PROBLEM STATEMENT: Please decide whether each statement below agrees with the article on the EEOC dismissals, answering yes or no and quoting the words from the article that settle it: (a) Jocelyn Samuels was first nominated to the commission by Donald Trump. (b) Karla Gilbride was confirmed to a six-year term. (c) Andrea Lucas now serves as the EEOC's acting chair.

Dive Brief:
- President Donald Trump has dismissed Commissioners Charlotte Burrows and Jocelyn Samuels as well as General Counsel Karla Gilbride from the U.S. Equal Employment Opportunity Commission, the Democratic officials confirmed to HR Dive.
- Gilbride, nominated by former President Joe Biden and confirmed to a four-year term in 2023, was the first person with a known disability to be appointed EEOC general counsel. Burrows and Samuels were confirmed to terms ending in 2028 and 2026, respectively. The dismissals are part of a broader shakeup at employment law enforcement agencies early this week — largely unprecedented moves.
- An EEOC spokesperson referred HR Dive to the White House Tuesday. A White House official did not confirm the dismissals, but did note that Biden similarly dismissed EEOC’s general counsel after his own inauguration. “These were far-left appointees with radical records of upending longstanding labor law, and they have no place as senior appointees in the Trump Administration, which was given a mandate by the American people to undo the radical policies they created,” the official said.
Dive Insight:
As with Trump’s dismissal of officials at the National Labor Relations Board this week — including a Democratic NLRB member whose term was not set to expire until August 2028 — the shuffling of EEOC personnel immediately provoked threats of legal retaliation.
Burrows said in an email to HR Dive that she would “explore all legal options available” and added that the removal of Samuels and herself “is unprecedented and will undermine the efforts of this independent agency to do the important work of protecting employees from discrimination, supporting employers’ compliance efforts, and expanding public awareness and understanding of federal employment laws.”
Burrows has served on the commission since 2015, originally nominated by former President Barack Obama and made EEOC chair in 2021 by Biden. Samuels was nominated by then-President Donald Trump in 2020 and joined the commission in October of that year.
Burrows was previously EEOC chair. Republican appointee Andrea Lucas is now acting chair and is joined only by Democratic commissioner Kalpana Kotagal with three empty seats remaining. On Tuesday, Lucas — in a potential sign of EEOC’s shifting policy priorities under Trump — unveiled a host of initiatives that included rolling back Biden-era changes allowing claimants filing with EEOC to mark “X” as an available gender option and “Mx.” as a prefix option.

DATA SHOWN:
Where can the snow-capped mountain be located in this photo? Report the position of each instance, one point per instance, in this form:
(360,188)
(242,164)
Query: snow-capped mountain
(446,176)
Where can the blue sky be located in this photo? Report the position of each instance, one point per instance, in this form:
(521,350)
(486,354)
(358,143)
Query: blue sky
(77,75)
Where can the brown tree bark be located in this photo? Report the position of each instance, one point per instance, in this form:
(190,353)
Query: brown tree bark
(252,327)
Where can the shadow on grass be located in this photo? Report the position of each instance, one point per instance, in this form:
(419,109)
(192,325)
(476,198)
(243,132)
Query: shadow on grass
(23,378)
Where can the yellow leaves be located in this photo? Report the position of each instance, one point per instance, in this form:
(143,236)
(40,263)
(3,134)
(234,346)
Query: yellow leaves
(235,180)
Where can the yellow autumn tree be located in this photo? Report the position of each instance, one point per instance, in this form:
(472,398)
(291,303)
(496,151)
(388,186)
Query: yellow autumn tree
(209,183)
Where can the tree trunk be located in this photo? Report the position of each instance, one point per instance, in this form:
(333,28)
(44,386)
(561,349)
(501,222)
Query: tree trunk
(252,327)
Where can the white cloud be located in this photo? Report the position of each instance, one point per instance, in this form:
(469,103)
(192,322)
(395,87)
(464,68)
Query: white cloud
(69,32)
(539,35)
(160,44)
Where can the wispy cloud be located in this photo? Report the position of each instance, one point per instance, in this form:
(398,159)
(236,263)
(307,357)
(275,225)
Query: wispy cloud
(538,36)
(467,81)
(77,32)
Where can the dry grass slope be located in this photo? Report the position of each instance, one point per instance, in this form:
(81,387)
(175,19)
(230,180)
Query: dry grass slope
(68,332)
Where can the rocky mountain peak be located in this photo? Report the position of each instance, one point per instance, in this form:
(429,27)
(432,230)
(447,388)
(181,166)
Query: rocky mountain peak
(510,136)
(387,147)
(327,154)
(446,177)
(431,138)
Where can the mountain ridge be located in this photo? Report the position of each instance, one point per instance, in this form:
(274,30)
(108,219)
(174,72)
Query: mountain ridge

SOLUTION TO THIS EXERCISE:
(a) Yes: "Samuels was nominated by then-President Donald Trump in 2020"
(b) No: "confirmed to a four-year term in 2023"
(c) Yes: "Republican appointee Andrea Lucas is now acting chair"